WHAT YOU ARE ASKED TO DO. The answer is the full set of records, given again exactly and without images.

### DATASET RECORDS

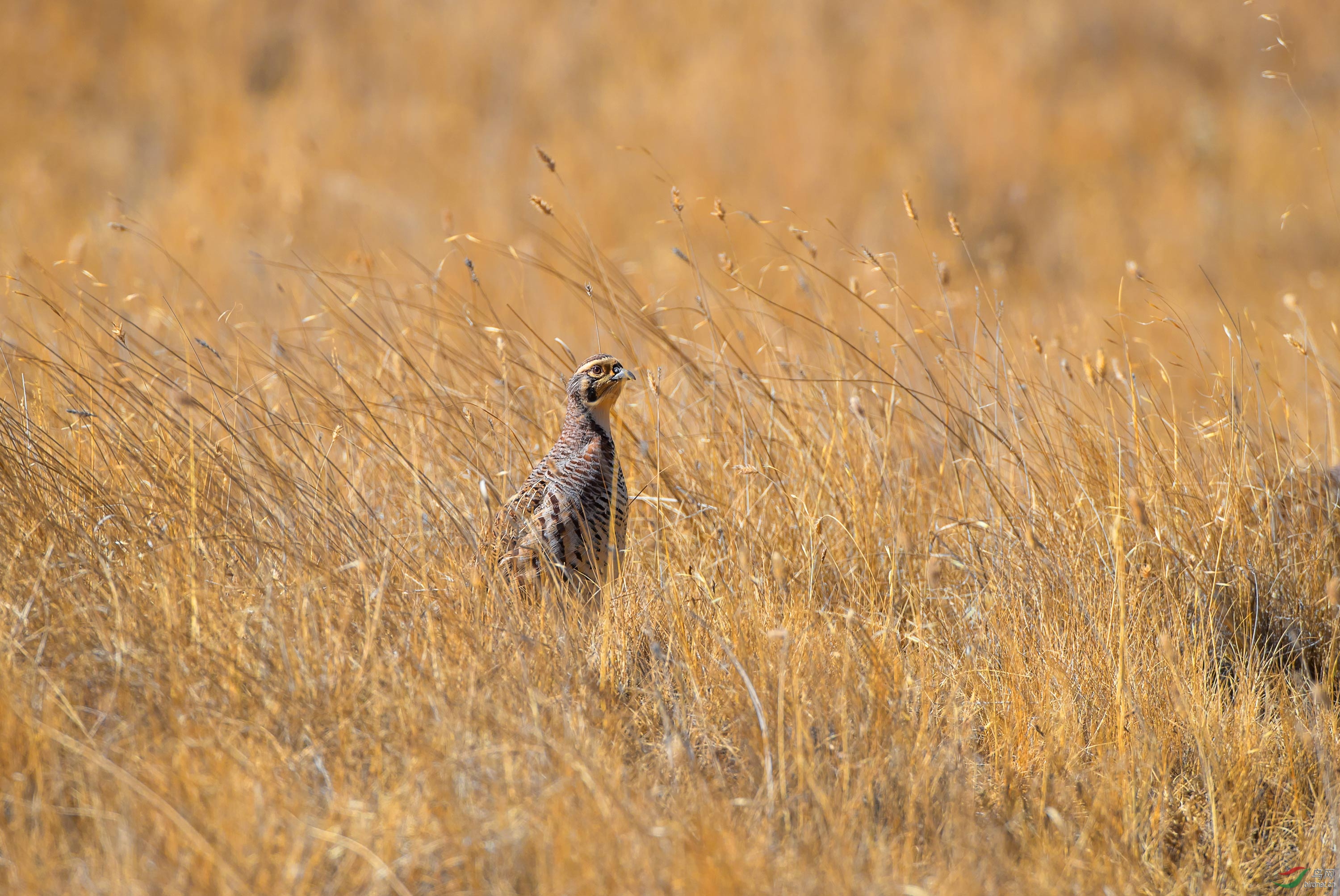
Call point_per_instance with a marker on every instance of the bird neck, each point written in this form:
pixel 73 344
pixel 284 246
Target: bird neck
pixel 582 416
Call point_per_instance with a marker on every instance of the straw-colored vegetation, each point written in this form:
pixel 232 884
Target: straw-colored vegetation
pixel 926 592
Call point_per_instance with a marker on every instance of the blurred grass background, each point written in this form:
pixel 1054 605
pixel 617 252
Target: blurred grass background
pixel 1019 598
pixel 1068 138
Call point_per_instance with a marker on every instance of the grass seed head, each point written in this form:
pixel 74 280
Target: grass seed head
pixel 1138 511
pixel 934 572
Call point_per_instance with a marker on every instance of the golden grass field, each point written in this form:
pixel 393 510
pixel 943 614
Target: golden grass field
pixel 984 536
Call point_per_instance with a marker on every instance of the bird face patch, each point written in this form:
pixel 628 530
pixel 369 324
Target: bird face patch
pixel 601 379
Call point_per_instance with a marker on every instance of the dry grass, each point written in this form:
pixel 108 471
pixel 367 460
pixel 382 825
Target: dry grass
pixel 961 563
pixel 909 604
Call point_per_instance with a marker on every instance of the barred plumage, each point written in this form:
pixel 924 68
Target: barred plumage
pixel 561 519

######

RESULT OF THE EXERCISE.
Call point_per_instance with a marker on every instance of the bird neck, each point written in this form:
pixel 73 344
pixel 284 246
Target: bird neck
pixel 582 416
Call point_per_instance with a marker on every instance of the straw-colored vegetation, each point written in this form:
pixel 232 884
Target: straw-colored vegetation
pixel 926 592
Call point_per_instance with a marker on every instance of the blurred grass background, each point written in this form:
pixel 1054 605
pixel 617 252
Target: blurred grass background
pixel 1019 598
pixel 1068 138
Call point_per_instance with a marker on every instance of the grass seed head, each point written in this form:
pixel 74 280
Target: grass seed head
pixel 1138 511
pixel 934 572
Call point_per_instance with a marker on every instance of the golden grass field, each point written in this form:
pixel 393 510
pixel 943 614
Target: golden grass field
pixel 984 536
Call point_per_instance with a marker on every instance of the bird face patch, each point written in this form:
pixel 628 530
pixel 369 324
Target: bird face patch
pixel 601 379
Call point_per_instance with a marker on every instance of the dry grass, each point written in this form:
pixel 108 471
pixel 367 460
pixel 382 825
Target: dry grass
pixel 961 563
pixel 909 604
Call point_per_instance with a marker on every instance of the barred plumage, each point written in this form:
pixel 924 68
Target: barred plumage
pixel 561 519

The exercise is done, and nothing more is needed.